▶ _FRAGMENTO DEL TEXTO_
Dibujo de Antonio Mingote en la página 77 del catálogo

Podríamos comparar, según esto, los dibujos de Mingote con las cajas enigma, artificiosamente dispuestas, como un conjunto de piezas dispuestas para ser abiertas o «puestas en escena»: el enigma no reside propiamente en el mensaje que eventualmente podría haberse depositado previamente en el interior de la caja, sino en el mismo desciframiento de las relaciones entre las piezas ofrecidas y de lo que se contiene tras ella. No se busca, según esto, tanto la sorpresa y el descubrimiento que la caja pueda encerrar, cuanto el desciframiento de las relaciones entre las partes que aparecen envueltas en el fenómeno global.

2. Ahora bien, aunque se conceda la condición de ingenios objetivos a los dibujos de Mingote es obvio que esta condición sigue siendo muy genérica, entre otras cosas porque la naturaleza de los fines operis de los diferentes ingenios es muy diversa. Hay ingenios (sean cajas negras, sean cajas enigmáticas, sean cajas transparentes) que, aunque por su génesis, proceden de operaciones humanas, por estructura han segregado aquella génesis: son ingenios automáticos (como por ejemplo, las ruedas de canjilones que elevan el agua de un río, que podemos contemplar instalados en el Guadalquivir). Hay otros ingenios que requieren la intervención del sujeto operatorio que los interpreta, ingenios operativos, y a esta clase de ingenios pertenecen, desde luego, como hemos dicho, los de Mingote. Pero aun dentro de esta misma clase de ingenios, ofrecidos a la manipulación o a la interpretación del sujeto, habrá que distinguir los ingenios irónicos o de humor, de los ingenios neutros a ese respecto; ingenios que, sin embargo, podrían ser lúdicos, como sería el caso de las cajas enigmas.

Hay muchos ingenios que, por su intención, tienen un carácter neutro, no tienen intención irónica o humorística, como puedan serlo las adivinanzas usuales, ya en sociedades primitivas, pongamos por caso, las adivinanzas de los fang («una bola recorre el cielo todos los días»; este ingenio es ofrecido a los miembros del grupo para obtener de ellos la respuesta que parece adecuada, en este caso, «el Sol»). Estas adivinanzas no tienen probablemente una intención irónica o humorística; su funcionalismo, antes que crítico es más bien pedagógico, y orientado a fijar conceptos dados en el mundo práctico, mediante metáforas estereotipadas. Sin duda, las adivinanzas o los problemas adivinanza, pueden estar muy cerca de la ironía, sobre todo si la metáfora o la metonimia que ellos piden llevar a cabo requiere una catacresis característica, como sería el caso del enigma de la esfinge, preguntando por el animal que de niño anda a cuatro patas, de adulto a dos y de viejo a tres.

▶ _PROBLEMAS POR RESOLVER_
a) Transcribe sin cambios, del texto sobre los dibujos de Mingote, todo lo que va desde "Podríamos comparar, según" hasta "el fenómeno global.".
b) Calcula cuántas líneas de los registros que siguen contienen la palabra "green". Responde únicamente con ese número.

▶ _DATOS PARA PROCESAR_
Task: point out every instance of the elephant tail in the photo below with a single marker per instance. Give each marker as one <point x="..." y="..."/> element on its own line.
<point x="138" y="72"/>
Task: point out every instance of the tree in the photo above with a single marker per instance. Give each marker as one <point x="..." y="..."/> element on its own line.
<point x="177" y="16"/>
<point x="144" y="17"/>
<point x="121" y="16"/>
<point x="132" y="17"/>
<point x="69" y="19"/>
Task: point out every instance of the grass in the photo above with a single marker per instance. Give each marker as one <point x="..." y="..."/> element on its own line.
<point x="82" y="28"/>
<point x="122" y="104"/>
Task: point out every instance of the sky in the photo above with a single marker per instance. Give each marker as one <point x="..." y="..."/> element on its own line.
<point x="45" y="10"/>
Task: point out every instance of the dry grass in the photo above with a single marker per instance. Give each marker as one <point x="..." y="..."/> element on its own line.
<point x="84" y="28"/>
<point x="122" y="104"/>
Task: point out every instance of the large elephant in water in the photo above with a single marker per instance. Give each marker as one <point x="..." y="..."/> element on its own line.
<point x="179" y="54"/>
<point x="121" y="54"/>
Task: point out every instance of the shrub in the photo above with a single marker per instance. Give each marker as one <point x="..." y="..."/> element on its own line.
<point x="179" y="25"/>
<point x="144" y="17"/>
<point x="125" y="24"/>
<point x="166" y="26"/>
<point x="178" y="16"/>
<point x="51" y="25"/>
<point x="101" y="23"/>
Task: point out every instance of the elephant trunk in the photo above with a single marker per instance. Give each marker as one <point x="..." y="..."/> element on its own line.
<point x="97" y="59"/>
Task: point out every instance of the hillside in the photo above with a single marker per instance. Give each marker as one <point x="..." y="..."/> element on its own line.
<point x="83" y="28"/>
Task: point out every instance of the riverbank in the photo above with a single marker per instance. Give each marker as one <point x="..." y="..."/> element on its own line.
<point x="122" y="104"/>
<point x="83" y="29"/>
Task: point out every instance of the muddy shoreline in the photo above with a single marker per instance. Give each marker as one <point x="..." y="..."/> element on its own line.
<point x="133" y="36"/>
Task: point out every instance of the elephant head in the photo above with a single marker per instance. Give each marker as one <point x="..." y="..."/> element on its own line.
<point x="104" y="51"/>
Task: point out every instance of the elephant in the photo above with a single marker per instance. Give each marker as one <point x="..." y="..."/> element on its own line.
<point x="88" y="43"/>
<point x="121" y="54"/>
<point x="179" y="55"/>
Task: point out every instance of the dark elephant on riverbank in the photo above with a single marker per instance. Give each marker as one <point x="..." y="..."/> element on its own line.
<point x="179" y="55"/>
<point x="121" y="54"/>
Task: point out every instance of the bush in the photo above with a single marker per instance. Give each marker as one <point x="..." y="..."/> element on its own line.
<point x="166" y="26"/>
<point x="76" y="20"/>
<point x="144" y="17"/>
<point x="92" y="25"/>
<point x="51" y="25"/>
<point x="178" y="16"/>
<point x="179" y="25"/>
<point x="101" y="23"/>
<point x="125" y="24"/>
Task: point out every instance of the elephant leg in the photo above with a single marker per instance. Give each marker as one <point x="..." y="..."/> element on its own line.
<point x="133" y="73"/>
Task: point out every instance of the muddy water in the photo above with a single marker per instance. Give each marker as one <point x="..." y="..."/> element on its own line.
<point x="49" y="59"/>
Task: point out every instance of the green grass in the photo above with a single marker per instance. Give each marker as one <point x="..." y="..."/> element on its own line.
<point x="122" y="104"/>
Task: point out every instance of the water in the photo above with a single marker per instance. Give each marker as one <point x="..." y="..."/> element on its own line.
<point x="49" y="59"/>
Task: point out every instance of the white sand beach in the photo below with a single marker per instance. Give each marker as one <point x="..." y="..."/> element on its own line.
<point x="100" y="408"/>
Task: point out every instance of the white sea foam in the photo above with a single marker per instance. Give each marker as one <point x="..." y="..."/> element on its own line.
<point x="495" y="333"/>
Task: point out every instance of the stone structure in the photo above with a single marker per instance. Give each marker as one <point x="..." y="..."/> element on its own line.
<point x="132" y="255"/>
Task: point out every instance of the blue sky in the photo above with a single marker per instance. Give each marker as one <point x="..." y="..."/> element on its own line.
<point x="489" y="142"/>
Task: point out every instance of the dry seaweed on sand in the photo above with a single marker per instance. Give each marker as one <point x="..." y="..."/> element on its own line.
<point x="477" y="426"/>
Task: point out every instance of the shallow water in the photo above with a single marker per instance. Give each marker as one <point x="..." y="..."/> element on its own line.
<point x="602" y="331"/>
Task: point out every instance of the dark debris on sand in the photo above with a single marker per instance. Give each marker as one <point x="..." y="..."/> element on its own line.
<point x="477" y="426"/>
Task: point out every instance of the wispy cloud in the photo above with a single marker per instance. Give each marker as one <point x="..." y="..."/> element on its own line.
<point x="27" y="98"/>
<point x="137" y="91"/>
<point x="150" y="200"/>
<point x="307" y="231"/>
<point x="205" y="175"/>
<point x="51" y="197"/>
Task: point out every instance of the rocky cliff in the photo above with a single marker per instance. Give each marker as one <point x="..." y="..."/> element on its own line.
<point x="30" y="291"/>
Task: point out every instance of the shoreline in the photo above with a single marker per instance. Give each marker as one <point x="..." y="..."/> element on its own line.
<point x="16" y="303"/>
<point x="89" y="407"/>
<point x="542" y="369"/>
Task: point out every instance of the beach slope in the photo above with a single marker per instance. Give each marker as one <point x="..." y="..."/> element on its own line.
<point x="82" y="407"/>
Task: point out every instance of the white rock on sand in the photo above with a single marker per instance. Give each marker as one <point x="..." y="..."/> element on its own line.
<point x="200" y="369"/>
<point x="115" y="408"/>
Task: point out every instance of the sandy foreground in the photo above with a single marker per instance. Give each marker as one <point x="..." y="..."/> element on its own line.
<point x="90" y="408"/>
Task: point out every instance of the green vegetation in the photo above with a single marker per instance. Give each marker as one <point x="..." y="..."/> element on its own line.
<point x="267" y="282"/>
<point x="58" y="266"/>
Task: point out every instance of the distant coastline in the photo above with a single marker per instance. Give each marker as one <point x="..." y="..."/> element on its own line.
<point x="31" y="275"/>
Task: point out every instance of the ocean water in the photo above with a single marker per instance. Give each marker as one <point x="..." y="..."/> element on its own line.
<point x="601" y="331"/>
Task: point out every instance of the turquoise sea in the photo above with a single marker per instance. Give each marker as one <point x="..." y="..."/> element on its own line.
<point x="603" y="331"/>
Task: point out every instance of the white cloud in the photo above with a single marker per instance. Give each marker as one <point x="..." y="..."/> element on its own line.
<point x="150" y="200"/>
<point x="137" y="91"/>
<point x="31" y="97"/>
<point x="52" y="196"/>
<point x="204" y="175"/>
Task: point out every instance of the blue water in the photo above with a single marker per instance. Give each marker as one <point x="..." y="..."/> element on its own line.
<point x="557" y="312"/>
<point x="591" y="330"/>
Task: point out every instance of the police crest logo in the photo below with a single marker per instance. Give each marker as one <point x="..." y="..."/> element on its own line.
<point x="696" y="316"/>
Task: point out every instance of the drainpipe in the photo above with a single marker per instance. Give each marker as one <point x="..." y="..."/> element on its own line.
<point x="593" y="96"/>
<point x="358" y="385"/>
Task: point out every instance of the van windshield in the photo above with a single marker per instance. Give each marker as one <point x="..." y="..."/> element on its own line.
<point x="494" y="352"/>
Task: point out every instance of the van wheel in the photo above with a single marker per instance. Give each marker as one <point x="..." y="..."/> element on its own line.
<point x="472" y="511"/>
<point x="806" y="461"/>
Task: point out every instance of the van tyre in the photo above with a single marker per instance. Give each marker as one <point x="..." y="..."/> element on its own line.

▶ _SOLUCIONES DEL EJERCICIO_
a)
Podríamos comparar, según esto, los dibujos de Mingote con las cajas enigma, artificiosamente dispuestas, como un conjunto de piezas dispuestas para ser abiertas o «puestas en escena»: el enigma no reside propiamente en el mensaje que eventualmente podría haberse depositado previamente en el interior de la caja, sino en el mismo desciframiento de las relaciones entre las piezas ofrecidas y de lo que se contiene tras ella. No se busca, según esto, tanto la sorpresa y el descubrimiento que la caja pueda encerrar, cuanto el desciframiento de las relaciones entre las partes que aparecen envueltas en el fenómeno global.

b) 2